> [WRITTEN REQUEST]:
Which rows below contain the string "column"? Pull out each of those rows in full, matching case exactly.

> [RAW RECORDS]:
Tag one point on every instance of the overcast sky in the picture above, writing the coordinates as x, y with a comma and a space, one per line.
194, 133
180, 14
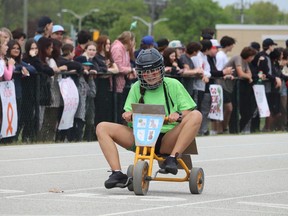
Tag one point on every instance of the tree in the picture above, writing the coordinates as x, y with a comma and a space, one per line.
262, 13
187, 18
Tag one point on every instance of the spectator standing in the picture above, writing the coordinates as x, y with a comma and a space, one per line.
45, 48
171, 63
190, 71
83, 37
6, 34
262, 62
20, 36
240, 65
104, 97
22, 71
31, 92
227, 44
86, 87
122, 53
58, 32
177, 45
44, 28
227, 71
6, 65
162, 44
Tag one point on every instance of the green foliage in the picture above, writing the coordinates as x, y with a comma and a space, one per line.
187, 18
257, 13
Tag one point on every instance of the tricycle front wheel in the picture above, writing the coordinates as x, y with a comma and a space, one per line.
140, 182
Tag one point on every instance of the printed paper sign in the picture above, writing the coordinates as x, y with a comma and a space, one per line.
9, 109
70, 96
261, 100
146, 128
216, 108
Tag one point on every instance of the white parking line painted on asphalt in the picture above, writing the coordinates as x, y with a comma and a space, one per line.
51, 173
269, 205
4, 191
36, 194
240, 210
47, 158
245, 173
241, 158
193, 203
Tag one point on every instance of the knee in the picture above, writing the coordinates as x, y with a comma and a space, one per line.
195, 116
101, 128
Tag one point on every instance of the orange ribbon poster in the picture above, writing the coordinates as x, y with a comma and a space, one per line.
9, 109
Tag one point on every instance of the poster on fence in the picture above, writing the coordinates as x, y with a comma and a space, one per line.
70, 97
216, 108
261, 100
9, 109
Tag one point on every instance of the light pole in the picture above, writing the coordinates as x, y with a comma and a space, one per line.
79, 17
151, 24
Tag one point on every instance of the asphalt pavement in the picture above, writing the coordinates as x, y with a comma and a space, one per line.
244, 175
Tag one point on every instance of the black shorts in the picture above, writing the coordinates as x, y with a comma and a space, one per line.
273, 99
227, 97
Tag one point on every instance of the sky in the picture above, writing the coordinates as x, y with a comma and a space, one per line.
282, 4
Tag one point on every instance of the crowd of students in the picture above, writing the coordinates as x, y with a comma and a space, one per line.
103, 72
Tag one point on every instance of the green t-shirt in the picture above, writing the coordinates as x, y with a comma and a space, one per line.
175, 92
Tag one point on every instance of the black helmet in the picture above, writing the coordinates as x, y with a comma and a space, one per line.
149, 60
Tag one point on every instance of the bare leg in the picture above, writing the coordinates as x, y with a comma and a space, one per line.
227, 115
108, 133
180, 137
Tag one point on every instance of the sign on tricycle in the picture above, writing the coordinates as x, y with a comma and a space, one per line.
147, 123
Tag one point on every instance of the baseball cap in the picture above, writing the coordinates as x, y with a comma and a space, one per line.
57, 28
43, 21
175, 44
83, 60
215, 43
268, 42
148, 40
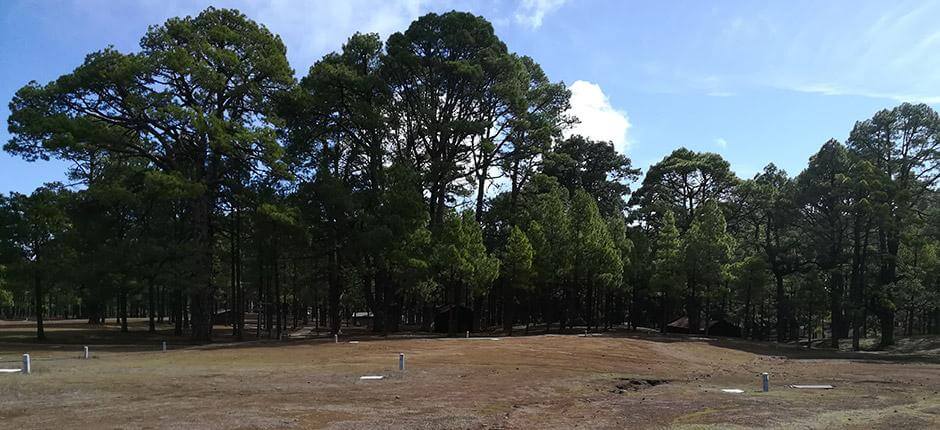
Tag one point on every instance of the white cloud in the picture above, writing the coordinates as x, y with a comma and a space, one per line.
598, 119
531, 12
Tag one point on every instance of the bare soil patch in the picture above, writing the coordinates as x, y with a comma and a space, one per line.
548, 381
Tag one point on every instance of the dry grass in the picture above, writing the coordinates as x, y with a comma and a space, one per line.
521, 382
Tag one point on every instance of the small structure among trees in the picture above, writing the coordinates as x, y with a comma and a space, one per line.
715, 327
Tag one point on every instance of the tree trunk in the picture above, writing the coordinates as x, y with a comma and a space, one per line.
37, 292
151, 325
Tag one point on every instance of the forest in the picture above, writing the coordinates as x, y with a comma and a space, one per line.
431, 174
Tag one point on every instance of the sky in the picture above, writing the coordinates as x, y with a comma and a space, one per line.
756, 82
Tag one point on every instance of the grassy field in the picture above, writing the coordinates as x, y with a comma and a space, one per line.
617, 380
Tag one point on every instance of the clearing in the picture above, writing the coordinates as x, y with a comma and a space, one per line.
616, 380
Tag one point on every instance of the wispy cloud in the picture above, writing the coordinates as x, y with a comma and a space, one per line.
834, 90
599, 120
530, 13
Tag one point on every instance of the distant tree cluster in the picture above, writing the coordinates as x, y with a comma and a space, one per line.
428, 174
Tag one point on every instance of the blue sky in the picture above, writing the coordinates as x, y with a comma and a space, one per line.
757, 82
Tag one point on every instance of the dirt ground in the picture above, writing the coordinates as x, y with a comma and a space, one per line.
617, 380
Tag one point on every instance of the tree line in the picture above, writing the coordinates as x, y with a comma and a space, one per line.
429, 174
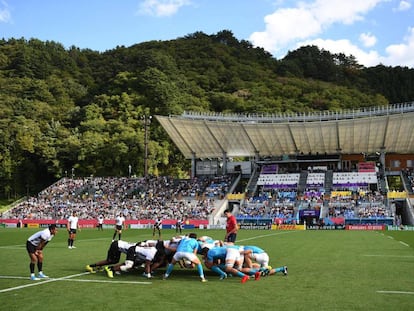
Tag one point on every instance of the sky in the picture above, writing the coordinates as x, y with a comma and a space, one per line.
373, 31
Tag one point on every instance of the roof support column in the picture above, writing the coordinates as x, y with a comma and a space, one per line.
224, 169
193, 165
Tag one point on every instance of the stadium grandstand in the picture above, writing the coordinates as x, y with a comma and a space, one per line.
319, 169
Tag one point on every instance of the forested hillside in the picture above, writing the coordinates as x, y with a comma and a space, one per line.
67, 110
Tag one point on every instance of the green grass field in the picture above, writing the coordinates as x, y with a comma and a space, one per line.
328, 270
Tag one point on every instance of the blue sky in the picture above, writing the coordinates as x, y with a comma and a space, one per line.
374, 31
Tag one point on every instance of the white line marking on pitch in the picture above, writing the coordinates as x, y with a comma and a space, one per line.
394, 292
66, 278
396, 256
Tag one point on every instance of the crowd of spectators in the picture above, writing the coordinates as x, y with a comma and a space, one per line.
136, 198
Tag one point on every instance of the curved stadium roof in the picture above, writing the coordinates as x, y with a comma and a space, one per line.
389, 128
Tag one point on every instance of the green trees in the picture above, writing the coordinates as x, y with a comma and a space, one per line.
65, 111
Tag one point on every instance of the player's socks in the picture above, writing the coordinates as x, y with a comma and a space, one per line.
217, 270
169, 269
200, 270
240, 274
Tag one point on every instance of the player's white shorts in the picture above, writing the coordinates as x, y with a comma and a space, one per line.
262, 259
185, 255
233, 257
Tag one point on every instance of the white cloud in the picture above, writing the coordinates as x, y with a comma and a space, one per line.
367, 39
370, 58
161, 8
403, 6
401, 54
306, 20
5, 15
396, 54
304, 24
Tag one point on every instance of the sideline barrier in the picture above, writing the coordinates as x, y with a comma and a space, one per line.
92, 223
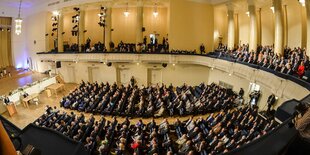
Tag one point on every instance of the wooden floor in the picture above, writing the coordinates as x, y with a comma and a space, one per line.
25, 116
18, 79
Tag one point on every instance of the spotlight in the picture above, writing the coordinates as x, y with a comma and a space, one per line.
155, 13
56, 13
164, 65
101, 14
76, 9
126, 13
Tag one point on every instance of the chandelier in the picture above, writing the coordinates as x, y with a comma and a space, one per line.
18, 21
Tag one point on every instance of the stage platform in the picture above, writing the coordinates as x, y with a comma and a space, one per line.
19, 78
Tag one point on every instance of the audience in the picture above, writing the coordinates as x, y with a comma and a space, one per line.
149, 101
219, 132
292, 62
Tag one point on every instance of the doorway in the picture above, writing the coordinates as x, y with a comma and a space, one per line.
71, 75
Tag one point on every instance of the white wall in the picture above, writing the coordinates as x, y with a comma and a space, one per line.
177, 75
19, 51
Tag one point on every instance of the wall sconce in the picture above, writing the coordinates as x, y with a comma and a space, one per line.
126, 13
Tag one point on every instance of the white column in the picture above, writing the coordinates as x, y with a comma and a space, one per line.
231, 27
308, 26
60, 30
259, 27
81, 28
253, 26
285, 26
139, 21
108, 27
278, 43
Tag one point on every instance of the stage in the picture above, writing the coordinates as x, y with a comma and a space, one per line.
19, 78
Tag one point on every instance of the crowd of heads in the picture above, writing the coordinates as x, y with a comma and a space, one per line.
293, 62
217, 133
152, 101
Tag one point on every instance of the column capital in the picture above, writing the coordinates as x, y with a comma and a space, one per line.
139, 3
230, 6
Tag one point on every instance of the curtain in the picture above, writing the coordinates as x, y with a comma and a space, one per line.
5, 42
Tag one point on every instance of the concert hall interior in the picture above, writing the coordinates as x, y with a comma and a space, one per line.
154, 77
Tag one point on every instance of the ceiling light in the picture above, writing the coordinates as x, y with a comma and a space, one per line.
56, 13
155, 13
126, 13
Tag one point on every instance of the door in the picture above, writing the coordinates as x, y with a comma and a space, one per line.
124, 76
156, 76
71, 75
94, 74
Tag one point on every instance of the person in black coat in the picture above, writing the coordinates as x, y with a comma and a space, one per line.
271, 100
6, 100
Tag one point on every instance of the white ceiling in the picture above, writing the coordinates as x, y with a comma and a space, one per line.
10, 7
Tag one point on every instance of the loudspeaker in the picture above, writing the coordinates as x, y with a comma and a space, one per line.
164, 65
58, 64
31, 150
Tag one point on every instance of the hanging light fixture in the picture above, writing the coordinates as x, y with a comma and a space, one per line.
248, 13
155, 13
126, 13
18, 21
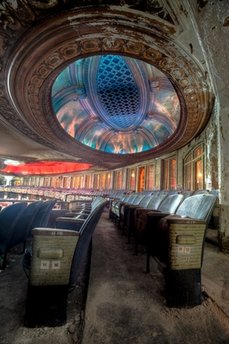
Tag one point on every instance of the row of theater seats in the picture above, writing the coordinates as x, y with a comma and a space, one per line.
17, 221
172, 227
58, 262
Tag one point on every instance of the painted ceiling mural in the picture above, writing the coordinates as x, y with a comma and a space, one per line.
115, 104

==

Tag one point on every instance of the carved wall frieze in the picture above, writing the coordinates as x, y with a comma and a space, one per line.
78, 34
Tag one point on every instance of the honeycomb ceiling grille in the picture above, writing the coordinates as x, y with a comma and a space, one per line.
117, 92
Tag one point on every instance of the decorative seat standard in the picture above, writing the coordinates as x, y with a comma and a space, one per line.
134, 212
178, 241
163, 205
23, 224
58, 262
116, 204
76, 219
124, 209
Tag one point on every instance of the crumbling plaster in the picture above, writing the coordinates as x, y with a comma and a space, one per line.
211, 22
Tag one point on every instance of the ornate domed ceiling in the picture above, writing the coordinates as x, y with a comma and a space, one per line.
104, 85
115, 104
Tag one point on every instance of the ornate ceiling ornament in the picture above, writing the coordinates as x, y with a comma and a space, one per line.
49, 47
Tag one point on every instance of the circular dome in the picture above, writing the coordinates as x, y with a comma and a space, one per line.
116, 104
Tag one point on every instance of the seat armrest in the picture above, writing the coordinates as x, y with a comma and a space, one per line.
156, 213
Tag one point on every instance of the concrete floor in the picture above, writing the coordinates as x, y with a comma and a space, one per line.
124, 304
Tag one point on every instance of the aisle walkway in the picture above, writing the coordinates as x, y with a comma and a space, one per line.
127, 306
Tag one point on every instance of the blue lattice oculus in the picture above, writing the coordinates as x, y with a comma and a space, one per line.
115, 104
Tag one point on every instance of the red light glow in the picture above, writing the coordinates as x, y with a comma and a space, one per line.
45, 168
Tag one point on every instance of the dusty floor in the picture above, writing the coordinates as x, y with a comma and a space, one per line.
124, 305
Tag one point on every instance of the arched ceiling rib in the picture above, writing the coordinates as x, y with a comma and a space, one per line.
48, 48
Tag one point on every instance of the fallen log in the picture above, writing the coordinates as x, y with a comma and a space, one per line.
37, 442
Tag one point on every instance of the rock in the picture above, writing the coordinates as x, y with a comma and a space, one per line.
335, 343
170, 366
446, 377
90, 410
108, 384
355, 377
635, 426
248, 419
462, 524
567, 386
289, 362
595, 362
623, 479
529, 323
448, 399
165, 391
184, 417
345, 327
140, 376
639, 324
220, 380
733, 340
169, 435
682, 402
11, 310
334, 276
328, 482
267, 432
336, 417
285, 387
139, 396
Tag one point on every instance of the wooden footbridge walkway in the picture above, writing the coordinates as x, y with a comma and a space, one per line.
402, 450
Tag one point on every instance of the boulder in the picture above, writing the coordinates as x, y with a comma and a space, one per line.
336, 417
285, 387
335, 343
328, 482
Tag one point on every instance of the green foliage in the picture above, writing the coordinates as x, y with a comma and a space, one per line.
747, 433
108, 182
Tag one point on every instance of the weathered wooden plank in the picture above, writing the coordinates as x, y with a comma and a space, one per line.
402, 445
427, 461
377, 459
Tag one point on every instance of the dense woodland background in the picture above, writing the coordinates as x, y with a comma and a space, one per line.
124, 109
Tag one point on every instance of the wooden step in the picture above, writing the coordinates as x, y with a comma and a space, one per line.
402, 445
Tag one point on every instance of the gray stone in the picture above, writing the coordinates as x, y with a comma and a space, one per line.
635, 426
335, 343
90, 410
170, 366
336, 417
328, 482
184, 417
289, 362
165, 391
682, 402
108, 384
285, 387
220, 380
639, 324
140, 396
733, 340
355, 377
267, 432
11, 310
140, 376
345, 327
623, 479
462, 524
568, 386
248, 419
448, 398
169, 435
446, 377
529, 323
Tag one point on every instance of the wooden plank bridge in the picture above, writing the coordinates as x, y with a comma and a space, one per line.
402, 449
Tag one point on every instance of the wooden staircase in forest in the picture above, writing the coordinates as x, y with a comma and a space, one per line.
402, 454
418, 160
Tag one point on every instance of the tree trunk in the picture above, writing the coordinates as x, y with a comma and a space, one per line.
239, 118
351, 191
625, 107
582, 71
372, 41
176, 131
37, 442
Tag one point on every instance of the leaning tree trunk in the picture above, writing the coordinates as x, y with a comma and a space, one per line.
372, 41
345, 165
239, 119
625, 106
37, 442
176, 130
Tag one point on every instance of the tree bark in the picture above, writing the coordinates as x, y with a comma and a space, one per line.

> [RESPONSE TO THIS EXERCISE]:
Tag one point on every instance of the roof support column in the picture above, writing the coordinates as x, y with a comma and a space, one per line.
Tag one point on every instance of the white column in the picture above, writing the coordinates as x, y with a comma and a space, one per line.
Tag one point on every instance of the column capital in the picture above, writing the coordinates as x, y with a comma and a space, one per line.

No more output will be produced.